▸ **Information shown**:
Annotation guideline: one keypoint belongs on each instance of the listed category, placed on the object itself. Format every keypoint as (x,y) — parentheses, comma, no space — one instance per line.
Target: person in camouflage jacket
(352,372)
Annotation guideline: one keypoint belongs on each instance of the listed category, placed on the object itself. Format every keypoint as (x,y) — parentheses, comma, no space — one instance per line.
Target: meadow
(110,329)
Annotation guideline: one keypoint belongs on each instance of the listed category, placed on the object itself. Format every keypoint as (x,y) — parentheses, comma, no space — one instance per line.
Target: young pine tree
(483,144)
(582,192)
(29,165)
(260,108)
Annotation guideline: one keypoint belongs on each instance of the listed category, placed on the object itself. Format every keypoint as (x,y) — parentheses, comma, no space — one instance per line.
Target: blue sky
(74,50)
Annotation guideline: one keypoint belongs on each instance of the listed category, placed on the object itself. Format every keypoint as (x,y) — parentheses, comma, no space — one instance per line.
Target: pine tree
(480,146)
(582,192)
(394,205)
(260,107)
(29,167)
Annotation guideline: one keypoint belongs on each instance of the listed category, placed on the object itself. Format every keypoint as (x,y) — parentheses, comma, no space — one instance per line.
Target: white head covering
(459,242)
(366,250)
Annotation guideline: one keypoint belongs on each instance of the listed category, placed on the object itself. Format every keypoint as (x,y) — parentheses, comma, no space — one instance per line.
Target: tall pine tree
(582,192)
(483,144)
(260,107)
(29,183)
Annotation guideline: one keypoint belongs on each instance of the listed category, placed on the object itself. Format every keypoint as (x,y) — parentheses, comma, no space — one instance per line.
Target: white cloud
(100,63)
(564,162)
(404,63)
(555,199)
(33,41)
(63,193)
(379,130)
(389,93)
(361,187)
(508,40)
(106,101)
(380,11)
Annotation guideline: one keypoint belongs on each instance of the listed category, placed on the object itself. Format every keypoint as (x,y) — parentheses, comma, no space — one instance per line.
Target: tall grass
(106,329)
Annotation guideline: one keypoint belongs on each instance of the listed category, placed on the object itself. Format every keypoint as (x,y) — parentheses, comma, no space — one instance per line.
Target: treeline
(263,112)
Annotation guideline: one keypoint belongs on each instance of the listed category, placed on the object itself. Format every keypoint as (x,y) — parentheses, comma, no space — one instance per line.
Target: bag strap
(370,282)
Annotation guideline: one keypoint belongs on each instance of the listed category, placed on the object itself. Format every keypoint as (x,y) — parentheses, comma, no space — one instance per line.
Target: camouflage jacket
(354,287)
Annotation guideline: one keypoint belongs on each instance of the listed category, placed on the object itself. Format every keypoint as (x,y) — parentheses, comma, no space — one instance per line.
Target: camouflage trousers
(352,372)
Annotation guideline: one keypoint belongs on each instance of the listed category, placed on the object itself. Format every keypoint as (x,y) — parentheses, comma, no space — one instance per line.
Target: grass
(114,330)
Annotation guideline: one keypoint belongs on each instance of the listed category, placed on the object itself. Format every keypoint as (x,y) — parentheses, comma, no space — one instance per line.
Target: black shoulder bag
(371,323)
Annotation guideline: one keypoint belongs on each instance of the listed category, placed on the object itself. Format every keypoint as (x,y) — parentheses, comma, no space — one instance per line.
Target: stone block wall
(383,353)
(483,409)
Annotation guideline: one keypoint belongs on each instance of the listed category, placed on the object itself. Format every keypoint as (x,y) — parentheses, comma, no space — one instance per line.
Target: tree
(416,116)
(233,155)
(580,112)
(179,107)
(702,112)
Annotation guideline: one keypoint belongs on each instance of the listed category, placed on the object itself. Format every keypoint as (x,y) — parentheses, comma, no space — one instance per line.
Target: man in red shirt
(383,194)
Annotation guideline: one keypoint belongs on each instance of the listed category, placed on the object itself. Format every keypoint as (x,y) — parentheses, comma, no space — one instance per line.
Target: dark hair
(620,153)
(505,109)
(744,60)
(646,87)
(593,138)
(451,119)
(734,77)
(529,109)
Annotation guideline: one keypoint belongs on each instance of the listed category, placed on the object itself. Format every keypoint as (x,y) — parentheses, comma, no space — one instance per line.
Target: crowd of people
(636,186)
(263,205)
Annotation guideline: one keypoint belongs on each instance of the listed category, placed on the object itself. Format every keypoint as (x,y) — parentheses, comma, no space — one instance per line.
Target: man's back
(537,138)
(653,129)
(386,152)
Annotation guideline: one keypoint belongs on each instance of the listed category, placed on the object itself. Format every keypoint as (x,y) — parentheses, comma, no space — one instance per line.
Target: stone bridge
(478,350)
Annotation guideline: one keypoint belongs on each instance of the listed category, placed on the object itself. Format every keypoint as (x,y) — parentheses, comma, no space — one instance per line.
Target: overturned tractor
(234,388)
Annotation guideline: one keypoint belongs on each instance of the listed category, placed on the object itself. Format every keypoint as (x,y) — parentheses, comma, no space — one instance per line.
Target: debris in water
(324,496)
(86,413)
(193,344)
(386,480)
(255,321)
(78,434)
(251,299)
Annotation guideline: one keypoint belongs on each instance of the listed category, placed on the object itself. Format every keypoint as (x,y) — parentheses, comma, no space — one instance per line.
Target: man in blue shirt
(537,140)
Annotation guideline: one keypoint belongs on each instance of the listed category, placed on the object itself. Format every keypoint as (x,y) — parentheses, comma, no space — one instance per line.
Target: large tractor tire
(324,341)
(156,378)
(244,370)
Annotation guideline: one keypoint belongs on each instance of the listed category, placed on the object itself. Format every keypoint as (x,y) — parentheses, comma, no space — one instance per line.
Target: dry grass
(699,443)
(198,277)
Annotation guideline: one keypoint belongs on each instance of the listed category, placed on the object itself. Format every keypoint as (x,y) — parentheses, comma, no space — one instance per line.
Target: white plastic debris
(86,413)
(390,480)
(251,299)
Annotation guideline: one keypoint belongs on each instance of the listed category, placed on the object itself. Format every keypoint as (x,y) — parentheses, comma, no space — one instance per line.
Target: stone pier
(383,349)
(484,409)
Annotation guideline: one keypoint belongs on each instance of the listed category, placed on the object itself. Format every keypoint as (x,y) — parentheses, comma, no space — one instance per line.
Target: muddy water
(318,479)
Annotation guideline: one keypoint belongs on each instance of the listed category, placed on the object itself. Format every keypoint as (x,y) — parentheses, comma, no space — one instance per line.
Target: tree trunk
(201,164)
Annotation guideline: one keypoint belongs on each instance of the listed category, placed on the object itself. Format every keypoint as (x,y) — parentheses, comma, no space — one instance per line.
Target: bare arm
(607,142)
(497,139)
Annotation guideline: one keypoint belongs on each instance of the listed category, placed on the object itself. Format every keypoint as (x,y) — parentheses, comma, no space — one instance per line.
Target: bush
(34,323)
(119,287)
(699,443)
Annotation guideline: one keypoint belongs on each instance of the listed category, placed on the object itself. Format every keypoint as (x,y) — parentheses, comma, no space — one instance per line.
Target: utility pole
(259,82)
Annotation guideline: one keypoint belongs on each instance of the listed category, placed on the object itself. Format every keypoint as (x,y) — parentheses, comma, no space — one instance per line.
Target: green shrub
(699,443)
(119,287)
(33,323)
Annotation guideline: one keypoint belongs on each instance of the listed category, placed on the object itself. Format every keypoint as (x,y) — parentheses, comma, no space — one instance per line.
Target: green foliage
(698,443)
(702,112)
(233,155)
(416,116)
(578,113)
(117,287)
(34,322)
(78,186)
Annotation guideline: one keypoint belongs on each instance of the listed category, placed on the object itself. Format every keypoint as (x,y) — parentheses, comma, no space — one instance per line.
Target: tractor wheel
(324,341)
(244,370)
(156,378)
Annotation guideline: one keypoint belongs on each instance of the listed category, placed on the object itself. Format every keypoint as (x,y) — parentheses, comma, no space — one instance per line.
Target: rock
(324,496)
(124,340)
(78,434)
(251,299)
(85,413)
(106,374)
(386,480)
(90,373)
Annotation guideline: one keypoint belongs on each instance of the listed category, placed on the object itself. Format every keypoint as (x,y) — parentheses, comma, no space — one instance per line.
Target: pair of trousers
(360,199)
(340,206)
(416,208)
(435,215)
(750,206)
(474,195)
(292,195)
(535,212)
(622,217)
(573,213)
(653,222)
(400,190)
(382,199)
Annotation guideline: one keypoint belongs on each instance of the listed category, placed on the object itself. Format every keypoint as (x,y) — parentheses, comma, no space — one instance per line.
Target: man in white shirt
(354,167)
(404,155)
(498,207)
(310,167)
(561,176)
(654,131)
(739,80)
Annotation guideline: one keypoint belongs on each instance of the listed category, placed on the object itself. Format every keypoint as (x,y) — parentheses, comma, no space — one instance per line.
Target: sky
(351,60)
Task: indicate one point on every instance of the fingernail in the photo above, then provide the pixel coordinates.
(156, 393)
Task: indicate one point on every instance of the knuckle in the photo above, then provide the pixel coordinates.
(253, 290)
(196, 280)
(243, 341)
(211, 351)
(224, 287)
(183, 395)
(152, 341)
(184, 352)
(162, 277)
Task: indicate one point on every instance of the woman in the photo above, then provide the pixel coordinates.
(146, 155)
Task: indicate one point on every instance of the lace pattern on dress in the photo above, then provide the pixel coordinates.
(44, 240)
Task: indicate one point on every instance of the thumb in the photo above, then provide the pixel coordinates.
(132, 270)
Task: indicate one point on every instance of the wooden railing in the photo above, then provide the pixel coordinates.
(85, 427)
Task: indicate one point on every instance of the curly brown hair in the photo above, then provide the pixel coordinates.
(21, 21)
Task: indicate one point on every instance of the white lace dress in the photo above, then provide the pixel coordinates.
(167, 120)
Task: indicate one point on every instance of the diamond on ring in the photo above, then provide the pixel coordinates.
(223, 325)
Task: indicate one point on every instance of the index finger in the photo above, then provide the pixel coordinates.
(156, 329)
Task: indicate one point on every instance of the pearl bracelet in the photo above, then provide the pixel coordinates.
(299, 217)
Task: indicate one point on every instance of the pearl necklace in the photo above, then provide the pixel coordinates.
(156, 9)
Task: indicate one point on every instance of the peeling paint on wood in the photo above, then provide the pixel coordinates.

▸ **Problem statement**: Copy only this span: the line that contains "Task: indicate one point on every instance of the fingernail", the last line, and every line between them.

▸ **Response to this task**:
Task: indicate one point on every instance of the fingernail in the photo above, then provide the pixel coordinates.
(156, 393)
Task: indicate one point on every instance of the knuckle in the photo above, then provide the pixel coordinates.
(253, 290)
(196, 280)
(243, 341)
(211, 351)
(224, 287)
(183, 395)
(152, 341)
(184, 352)
(162, 277)
Task: indicate one point on every instance of the woman in the photo above, then provide the pixel coordinates.
(146, 155)
Task: indicate one point on every instance of the lace pattern on dress in the photo above, then provide the pixel coordinates.
(44, 240)
Task: indicate one point on every instance of the thumb in the photo above, then provide the pixel coordinates.
(132, 270)
Task: indicate one point on every instance of the wooden railing in the photo above, then provide the pixel coordinates.
(85, 427)
Task: indicate one point on every instance of the curly brown hair in the photo above, then provide the pixel coordinates.
(21, 21)
Task: indicate one point on every instance of the white lace dress in the photo above, then provide the pixel coordinates.
(167, 120)
Task: indicate one point on every instance of the diamond on ring in the photo above, then provide the pixel coordinates.
(223, 325)
Task: indicate one point on every instance of the index finger in the photo above, then provide the pixel coordinates.
(156, 329)
Task: indicate one point on every instance of the pearl bracelet in the photo above, then provide the pixel coordinates.
(299, 217)
Task: indicate one point on every instance of the pearl necklace in the photo above, then provide the pixel coordinates.
(156, 9)
Task: indicate one point on every instance of the peeling paint on wood in the photo above, then provide the pixel coordinates.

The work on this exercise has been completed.